- **What the task requires**
Give every line of the listing below as a JSON list of strings, one string per line, with blank lines left out. Leave the pictures out.

======== Supplied material ========

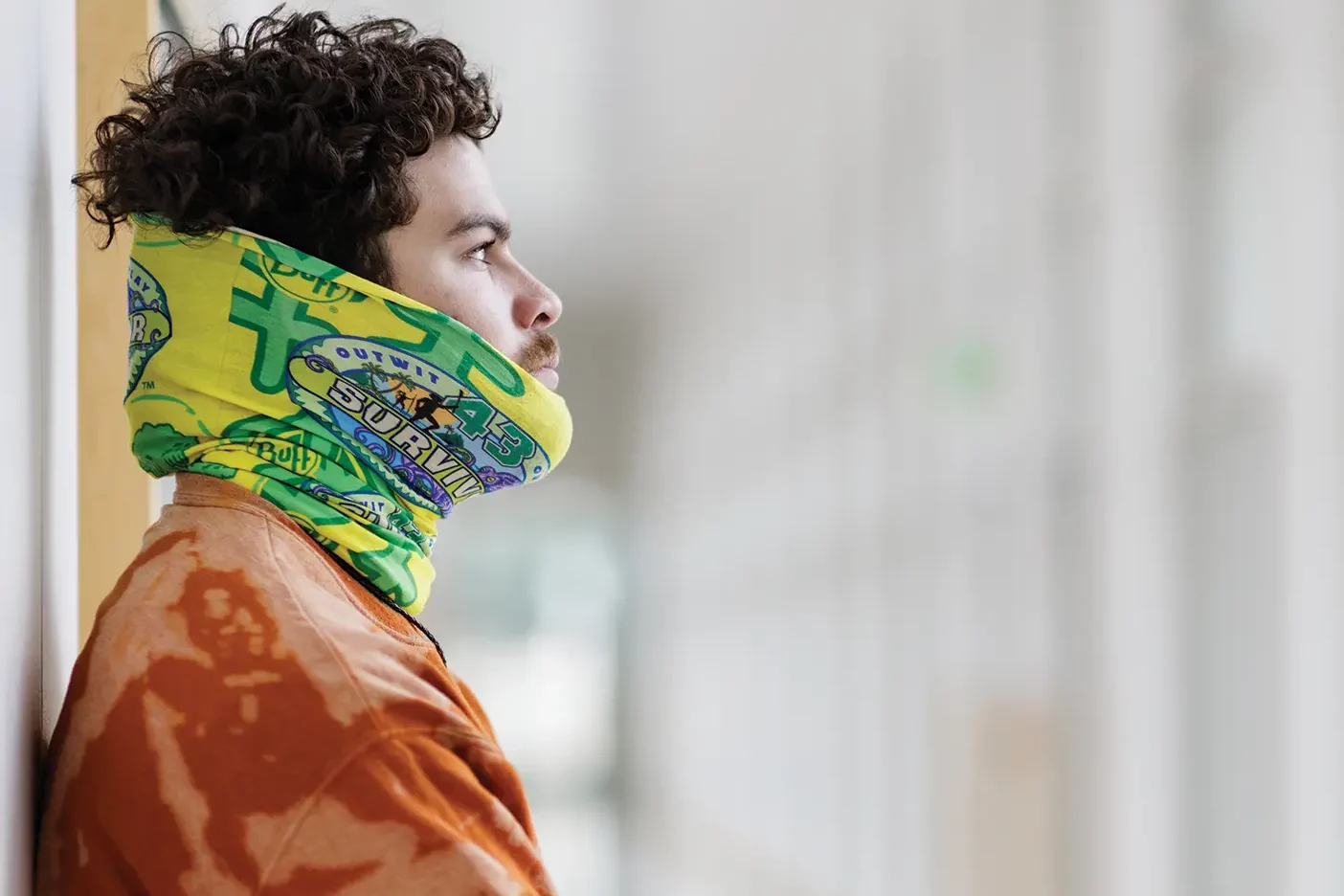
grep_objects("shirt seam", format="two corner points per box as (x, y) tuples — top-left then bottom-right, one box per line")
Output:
(252, 726), (467, 896)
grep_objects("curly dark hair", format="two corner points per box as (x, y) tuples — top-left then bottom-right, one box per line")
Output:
(74, 8), (500, 284)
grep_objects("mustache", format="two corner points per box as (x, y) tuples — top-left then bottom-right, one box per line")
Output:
(513, 333), (560, 373)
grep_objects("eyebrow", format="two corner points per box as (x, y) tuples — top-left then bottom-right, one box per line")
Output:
(448, 213), (513, 243)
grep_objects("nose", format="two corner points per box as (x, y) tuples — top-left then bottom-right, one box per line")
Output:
(513, 274), (565, 329)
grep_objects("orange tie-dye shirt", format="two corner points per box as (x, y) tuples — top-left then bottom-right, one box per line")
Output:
(37, 474), (552, 896)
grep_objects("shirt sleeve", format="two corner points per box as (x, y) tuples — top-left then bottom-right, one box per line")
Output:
(257, 732), (553, 896)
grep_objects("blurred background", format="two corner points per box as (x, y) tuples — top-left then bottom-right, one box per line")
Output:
(12, 0), (1344, 896)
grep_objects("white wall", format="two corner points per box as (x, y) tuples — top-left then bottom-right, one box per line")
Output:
(0, 0), (78, 893)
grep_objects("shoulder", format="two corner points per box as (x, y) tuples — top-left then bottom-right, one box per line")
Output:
(262, 729), (551, 896)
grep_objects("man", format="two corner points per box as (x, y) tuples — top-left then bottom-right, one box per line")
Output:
(37, 13), (570, 896)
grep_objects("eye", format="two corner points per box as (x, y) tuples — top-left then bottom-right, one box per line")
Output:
(466, 239), (495, 264)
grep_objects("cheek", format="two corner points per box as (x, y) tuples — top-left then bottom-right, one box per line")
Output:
(398, 259), (518, 354)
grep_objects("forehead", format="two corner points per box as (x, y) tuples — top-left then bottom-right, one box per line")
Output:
(406, 136), (505, 229)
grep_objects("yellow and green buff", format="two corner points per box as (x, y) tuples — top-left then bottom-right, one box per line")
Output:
(125, 217), (571, 613)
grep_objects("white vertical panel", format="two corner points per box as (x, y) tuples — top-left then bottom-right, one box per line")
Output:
(1085, 0), (1183, 896)
(1274, 0), (1344, 896)
(0, 0), (77, 893)
(41, 0), (79, 737)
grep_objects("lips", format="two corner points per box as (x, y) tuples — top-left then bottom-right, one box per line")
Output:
(532, 366), (560, 392)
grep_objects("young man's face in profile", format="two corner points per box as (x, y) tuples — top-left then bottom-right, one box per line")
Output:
(383, 137), (560, 390)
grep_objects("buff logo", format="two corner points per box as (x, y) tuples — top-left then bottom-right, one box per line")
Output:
(287, 336), (551, 514)
(260, 257), (363, 303)
(126, 258), (172, 396)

========

- **Solution below**
[
  "grep_objects(\"shirt seam\", format=\"two corner points per box as (x, y) tuples — top-left then bottom-right, one box per line\")",
  "Output:",
  "(252, 726), (467, 896)",
  "grep_objects(\"curly dark hair\", format=\"two corner points per box as (x, y) tuples — top-left then bottom-right, one box per line\")",
  "Output:",
  "(74, 8), (500, 284)",
  "grep_objects(\"mustache\", format=\"two corner points per box as (x, y) tuples — top-left then bottom-right, one box per line\")",
  "Output:",
  "(513, 333), (560, 373)",
  "grep_objects(\"eyebrow\", format=\"two corner points per box as (x, y) tuples — top-left then bottom-right, one box per line\")",
  "Output:",
  "(448, 213), (513, 243)",
  "grep_objects(\"nose\", format=\"two corner points per box as (x, y) tuples — top-left then bottom-right, one box per line\")",
  "Output:",
  "(513, 274), (565, 329)",
  "grep_objects(\"orange tie-dye shirt\", format=\"two corner points per box as (x, y) tuples — top-left then bottom-right, one box per line\")",
  "Output:",
  "(37, 474), (552, 896)",
  "grep_objects(\"shirt sleeve\", format=\"two corner points per box as (x, y) tuples — top-left then bottom-right, one box per line\")",
  "Output:",
  "(257, 732), (553, 896)",
  "grep_objects(\"blurred background\", format=\"two corner points per box as (x, y) tuples — top-left then bottom-right, one box per line\")",
  "Output:",
  "(12, 0), (1344, 896)",
  "grep_objects(\"white wall\", format=\"two corner points per box as (x, y) tuples — top-left then bottom-right, one box per line\")",
  "Output:",
  "(0, 0), (78, 893)",
  "grep_objects(\"shoulder\", format=\"two corner points per box as (x, y) tuples — top-left then bottom-right, one box per line\")",
  "Output:",
  "(262, 729), (551, 896)",
  "grep_objects(\"man\", format=\"two corner points per box as (x, y) tuples — top-left then bottom-right, one box per line\")",
  "Output:",
  "(37, 13), (570, 896)",
  "grep_objects(\"eye\", format=\"two corner points per box as (x, y) tuples — top-left then bottom-right, one box per line\")",
  "Output:",
  "(466, 239), (495, 264)",
  "grep_objects(\"cheek\", format=\"two corner points per box as (x, y) tuples — top-left then bottom-right, one box per line\")",
  "Output:",
  "(398, 259), (518, 354)",
  "grep_objects(\"forehead\", format=\"two corner points per box as (x, y) tuples — top-left then bottom-right, one box per line\")",
  "Output:",
  "(406, 136), (505, 229)",
  "grep_objects(\"yellow and green buff\", format=\"two corner points per box as (x, y) tuples — top-left then bottom-right, one box per line\")",
  "Output:",
  "(125, 217), (571, 613)",
  "grep_objects(\"white vertical panel\", format=\"two corner points per box as (x, y) tuples — top-left then bottom-right, one box per line\")",
  "Output:",
  "(1085, 0), (1183, 896)",
  "(1274, 0), (1344, 896)",
  "(0, 0), (77, 893)",
  "(41, 0), (79, 737)",
  "grep_objects(\"lips\", format=\"two corner points per box as (x, y) tuples — top-left then bottom-right, one box per line\")",
  "Output:",
  "(532, 366), (560, 392)",
  "grep_objects(\"young man's face in profile\", format=\"two corner points per box as (x, y) tuples — top-left then bottom-right, one box per line\")",
  "Output:",
  "(383, 137), (560, 390)",
  "grep_objects(\"buff logo\", format=\"two corner points per box as (x, y) tuples — top-left then bottom-right, one box per line\")",
  "Output:",
  "(287, 336), (551, 514)",
  "(260, 257), (363, 303)",
  "(126, 258), (172, 396)"
]